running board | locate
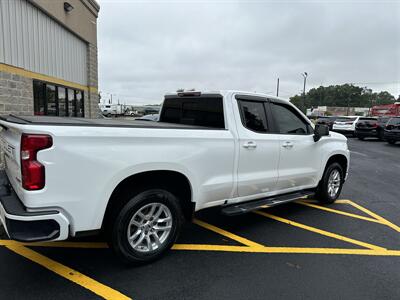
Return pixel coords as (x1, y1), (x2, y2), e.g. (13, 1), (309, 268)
(221, 190), (315, 216)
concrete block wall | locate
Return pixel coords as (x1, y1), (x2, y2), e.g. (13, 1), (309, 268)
(0, 71), (33, 115)
(85, 44), (100, 118)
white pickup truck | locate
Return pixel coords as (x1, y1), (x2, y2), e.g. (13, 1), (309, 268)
(0, 91), (349, 263)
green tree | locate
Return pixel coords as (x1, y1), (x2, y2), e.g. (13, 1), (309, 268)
(290, 83), (395, 112)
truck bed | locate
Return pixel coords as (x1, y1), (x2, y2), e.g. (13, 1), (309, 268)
(0, 115), (219, 130)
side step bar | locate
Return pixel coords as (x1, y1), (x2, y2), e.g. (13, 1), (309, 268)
(221, 190), (315, 216)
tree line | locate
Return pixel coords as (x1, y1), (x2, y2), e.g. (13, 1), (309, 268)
(290, 83), (400, 111)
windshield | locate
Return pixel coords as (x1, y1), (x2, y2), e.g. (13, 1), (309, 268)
(336, 117), (357, 122)
(358, 118), (378, 121)
(387, 118), (400, 126)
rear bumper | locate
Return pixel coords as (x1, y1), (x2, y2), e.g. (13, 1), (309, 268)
(385, 131), (400, 141)
(0, 171), (69, 242)
(355, 129), (379, 137)
(332, 128), (354, 134)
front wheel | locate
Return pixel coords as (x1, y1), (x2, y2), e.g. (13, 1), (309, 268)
(109, 189), (182, 264)
(316, 163), (344, 203)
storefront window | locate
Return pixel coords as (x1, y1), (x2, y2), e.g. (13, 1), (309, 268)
(68, 89), (76, 117)
(75, 91), (84, 117)
(57, 87), (68, 117)
(33, 80), (85, 117)
(33, 81), (46, 116)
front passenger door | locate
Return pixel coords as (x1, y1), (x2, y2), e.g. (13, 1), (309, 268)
(236, 96), (280, 200)
(270, 102), (321, 192)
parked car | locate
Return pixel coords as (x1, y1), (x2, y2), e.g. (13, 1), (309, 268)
(0, 91), (350, 263)
(332, 116), (360, 136)
(385, 116), (400, 144)
(316, 116), (338, 130)
(136, 114), (159, 122)
(355, 117), (390, 140)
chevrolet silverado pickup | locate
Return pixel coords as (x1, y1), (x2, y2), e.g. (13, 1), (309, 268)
(0, 91), (350, 264)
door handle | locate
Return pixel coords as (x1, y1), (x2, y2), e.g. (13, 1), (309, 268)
(243, 141), (257, 149)
(282, 142), (293, 149)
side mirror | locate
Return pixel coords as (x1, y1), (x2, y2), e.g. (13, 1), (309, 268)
(314, 124), (329, 142)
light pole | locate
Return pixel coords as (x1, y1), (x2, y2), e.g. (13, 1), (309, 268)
(276, 77), (279, 97)
(301, 72), (308, 109)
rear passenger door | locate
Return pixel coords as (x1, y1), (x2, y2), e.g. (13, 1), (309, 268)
(270, 102), (321, 192)
(236, 95), (280, 200)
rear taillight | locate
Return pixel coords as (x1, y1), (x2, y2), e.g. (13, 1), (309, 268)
(21, 134), (53, 191)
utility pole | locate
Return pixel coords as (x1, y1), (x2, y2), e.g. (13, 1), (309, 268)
(276, 77), (279, 97)
(301, 72), (308, 109)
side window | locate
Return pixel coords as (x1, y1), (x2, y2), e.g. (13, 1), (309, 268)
(238, 100), (268, 133)
(160, 97), (225, 128)
(271, 103), (310, 134)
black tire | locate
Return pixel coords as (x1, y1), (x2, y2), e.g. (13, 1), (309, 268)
(378, 130), (385, 141)
(315, 163), (344, 204)
(108, 189), (183, 265)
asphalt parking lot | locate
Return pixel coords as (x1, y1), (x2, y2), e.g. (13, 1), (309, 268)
(0, 139), (400, 299)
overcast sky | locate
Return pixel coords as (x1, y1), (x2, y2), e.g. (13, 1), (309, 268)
(98, 0), (400, 104)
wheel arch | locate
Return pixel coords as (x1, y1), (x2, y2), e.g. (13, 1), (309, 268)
(320, 153), (349, 179)
(102, 170), (194, 228)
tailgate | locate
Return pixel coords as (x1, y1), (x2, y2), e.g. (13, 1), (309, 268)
(0, 121), (21, 190)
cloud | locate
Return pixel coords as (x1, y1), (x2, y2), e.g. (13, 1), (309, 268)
(98, 1), (400, 103)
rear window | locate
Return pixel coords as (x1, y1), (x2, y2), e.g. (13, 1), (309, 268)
(160, 96), (225, 128)
(387, 118), (400, 126)
(336, 118), (357, 122)
(358, 118), (378, 121)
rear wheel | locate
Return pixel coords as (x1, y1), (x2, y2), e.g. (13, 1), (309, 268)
(316, 163), (344, 203)
(378, 130), (385, 141)
(109, 189), (182, 264)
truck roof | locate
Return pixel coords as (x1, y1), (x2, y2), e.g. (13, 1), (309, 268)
(165, 90), (289, 102)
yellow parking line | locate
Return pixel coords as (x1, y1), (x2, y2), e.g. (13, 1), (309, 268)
(296, 201), (382, 224)
(348, 200), (400, 232)
(193, 219), (264, 248)
(172, 244), (255, 252)
(6, 244), (130, 299)
(172, 244), (400, 256)
(335, 199), (349, 204)
(255, 211), (386, 251)
(28, 242), (108, 249)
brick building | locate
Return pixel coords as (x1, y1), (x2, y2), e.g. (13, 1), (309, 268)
(0, 0), (100, 118)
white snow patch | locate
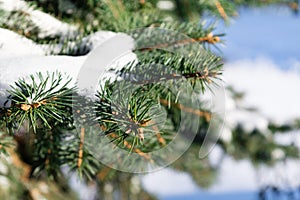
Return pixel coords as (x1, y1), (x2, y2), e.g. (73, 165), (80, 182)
(142, 168), (197, 195)
(0, 28), (45, 56)
(0, 0), (78, 38)
(224, 58), (300, 122)
(209, 157), (258, 193)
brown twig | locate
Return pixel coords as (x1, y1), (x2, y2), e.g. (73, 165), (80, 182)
(215, 0), (228, 21)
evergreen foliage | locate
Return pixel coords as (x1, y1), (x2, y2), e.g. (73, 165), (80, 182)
(0, 0), (299, 199)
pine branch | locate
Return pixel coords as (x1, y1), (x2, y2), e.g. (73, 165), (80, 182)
(8, 73), (74, 132)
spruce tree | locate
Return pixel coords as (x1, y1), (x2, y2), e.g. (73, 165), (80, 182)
(0, 0), (299, 199)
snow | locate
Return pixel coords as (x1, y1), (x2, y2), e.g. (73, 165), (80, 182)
(0, 0), (78, 38)
(142, 168), (197, 195)
(0, 0), (300, 195)
(0, 28), (45, 58)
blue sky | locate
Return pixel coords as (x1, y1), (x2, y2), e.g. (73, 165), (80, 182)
(220, 8), (300, 69)
(160, 7), (300, 200)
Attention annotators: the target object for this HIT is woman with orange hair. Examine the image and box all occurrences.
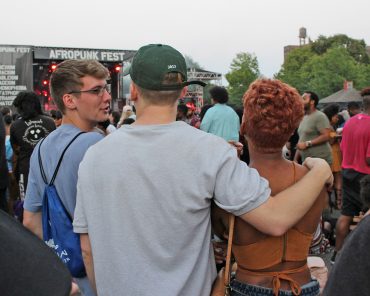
[212,79,326,296]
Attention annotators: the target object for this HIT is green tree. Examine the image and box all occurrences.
[184,55,202,69]
[225,52,260,106]
[275,35,370,98]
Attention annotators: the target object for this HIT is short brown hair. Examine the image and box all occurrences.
[50,60,109,113]
[136,72,183,106]
[361,87,370,110]
[241,79,304,153]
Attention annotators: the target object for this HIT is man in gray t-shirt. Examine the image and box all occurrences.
[73,44,331,296]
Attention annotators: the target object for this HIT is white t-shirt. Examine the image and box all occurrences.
[74,121,270,296]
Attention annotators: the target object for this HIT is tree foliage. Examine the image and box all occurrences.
[275,35,370,98]
[225,52,260,106]
[184,55,202,69]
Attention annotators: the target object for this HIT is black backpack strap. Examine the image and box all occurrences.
[37,138,48,184]
[49,132,85,185]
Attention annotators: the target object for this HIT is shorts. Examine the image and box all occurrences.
[341,169,366,217]
[230,279,320,296]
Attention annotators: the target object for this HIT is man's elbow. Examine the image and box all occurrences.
[263,223,289,236]
[23,211,35,232]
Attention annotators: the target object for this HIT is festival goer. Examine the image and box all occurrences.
[212,79,326,296]
[295,91,332,165]
[73,44,331,296]
[331,87,370,263]
[23,60,111,295]
[50,110,63,127]
[347,102,361,117]
[324,175,370,296]
[10,91,55,204]
[4,114,19,215]
[323,104,342,209]
[109,111,121,127]
[200,86,240,142]
[186,102,200,127]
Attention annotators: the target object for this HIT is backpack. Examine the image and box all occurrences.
[38,132,86,278]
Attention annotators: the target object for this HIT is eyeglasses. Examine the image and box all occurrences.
[68,84,110,97]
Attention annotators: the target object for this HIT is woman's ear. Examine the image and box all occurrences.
[130,82,138,102]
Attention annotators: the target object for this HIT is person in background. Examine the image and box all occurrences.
[73,44,331,296]
[294,91,332,165]
[323,104,342,210]
[212,79,326,296]
[50,110,63,127]
[109,110,121,128]
[4,114,19,215]
[23,60,111,296]
[117,105,136,128]
[200,86,240,142]
[176,104,188,122]
[0,113,8,212]
[10,91,55,205]
[331,87,370,263]
[347,102,361,117]
[186,102,200,127]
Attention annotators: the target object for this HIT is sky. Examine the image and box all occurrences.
[0,0,370,82]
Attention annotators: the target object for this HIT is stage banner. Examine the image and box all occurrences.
[0,45,33,107]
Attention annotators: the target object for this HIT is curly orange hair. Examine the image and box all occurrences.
[241,79,304,153]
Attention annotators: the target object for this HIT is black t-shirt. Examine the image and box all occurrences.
[10,115,55,176]
[0,210,72,296]
[0,113,8,189]
[324,216,370,296]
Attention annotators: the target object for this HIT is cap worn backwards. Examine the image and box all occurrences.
[129,44,206,90]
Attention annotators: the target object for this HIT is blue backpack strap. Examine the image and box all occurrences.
[38,132,85,185]
[49,132,85,185]
[37,138,48,184]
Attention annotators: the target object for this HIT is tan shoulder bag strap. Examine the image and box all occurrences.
[224,214,235,295]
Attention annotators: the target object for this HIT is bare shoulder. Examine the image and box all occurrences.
[294,163,309,181]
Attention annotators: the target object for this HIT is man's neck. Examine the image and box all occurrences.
[62,114,96,132]
[134,104,177,125]
[306,107,317,115]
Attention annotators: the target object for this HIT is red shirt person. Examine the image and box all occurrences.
[331,87,370,262]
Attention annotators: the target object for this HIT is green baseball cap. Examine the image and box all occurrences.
[129,44,206,90]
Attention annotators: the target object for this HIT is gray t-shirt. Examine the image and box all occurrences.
[74,121,270,296]
[23,124,103,296]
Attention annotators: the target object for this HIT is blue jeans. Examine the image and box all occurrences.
[230,280,320,296]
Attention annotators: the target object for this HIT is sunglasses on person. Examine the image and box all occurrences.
[68,84,110,97]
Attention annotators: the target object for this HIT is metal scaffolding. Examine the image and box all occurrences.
[185,68,222,111]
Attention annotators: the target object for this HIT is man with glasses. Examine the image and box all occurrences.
[23,60,111,295]
[73,44,331,296]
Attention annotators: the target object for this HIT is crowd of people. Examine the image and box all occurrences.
[0,44,370,296]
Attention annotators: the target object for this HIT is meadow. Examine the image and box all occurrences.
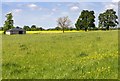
[2,31,118,79]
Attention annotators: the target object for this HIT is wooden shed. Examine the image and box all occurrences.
[6,27,26,35]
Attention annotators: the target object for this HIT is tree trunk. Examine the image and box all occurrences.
[85,28,87,31]
[107,26,109,30]
[63,27,64,33]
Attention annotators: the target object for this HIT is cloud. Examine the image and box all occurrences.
[27,4,42,10]
[105,3,116,9]
[52,8,57,12]
[13,9,22,13]
[112,0,120,2]
[70,6,79,11]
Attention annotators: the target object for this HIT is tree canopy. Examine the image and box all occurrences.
[75,10,95,31]
[3,13,14,32]
[98,9,118,30]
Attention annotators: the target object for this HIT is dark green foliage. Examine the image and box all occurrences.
[23,26,30,31]
[3,13,14,32]
[75,10,95,31]
[98,9,118,30]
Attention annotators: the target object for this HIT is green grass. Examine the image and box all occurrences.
[2,31,118,79]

········

# TASK GOAL:
Rewrite the records from the start through the line containing "(0, 91), (349, 263)", changing "concrete block wall" to "brick wall" and leaving everything else as it is. Omit the pictures from your answer.

# TASK SOLUTION:
running board | locate
Return pixel coords as (x1, y1), (x2, y2), e.g. (13, 1), (309, 268)
(221, 190), (315, 216)
brick wall | locate
Return pixel coords as (x1, y1), (x2, y2), e.g. (13, 1), (309, 268)
(0, 71), (33, 115)
(85, 44), (100, 118)
white pickup truck | locate
Return pixel coords as (x1, y1), (x2, y2), e.g. (13, 1), (309, 268)
(0, 91), (349, 263)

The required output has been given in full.